━━━ Data for this task ━━━
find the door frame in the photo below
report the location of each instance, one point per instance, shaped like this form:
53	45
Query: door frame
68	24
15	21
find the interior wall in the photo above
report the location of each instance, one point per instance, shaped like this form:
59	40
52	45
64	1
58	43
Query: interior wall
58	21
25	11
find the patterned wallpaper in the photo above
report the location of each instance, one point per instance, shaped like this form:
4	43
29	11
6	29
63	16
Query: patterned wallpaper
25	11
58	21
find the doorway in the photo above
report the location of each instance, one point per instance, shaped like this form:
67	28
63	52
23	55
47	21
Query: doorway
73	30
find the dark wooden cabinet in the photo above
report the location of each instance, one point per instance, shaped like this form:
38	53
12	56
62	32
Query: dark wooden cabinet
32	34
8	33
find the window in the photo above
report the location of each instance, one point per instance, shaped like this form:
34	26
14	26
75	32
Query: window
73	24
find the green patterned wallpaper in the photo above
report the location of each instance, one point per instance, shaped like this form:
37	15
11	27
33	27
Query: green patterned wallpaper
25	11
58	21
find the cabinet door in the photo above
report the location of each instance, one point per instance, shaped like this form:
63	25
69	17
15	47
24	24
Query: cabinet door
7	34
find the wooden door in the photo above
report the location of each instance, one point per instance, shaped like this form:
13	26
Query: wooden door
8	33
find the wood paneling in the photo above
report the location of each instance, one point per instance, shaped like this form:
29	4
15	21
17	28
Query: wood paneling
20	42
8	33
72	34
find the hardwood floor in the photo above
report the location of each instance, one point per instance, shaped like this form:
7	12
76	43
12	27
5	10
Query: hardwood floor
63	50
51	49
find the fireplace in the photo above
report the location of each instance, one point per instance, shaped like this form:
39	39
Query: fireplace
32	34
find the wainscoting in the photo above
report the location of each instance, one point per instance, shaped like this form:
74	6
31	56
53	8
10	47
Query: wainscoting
━━━
Rewrite the lines from the one containing "find the hardwood floor in the photo above" through the last line, requests included. Multiply every point coordinate in the answers by 2.35 and round to whole numbers, halves up, leaving the numbers in the requests and their format samples unchanged.

§ **Complete answer**:
find the hardwood floor in the photo above
report the location of each instance, one point per instance, shaped like this form:
7	12
76	43
12	27
5	10
Query: hardwood floor
148	118
120	115
find the fireplace in the photo above
report the location of each instance, one point per instance, shaped like this form:
39	39
Query: fireplace
75	80
find the wainscoting in the photo above
report the location of each instance, one point per instance, shaped like this form:
74	6
31	56
53	8
10	47
Query: wainscoting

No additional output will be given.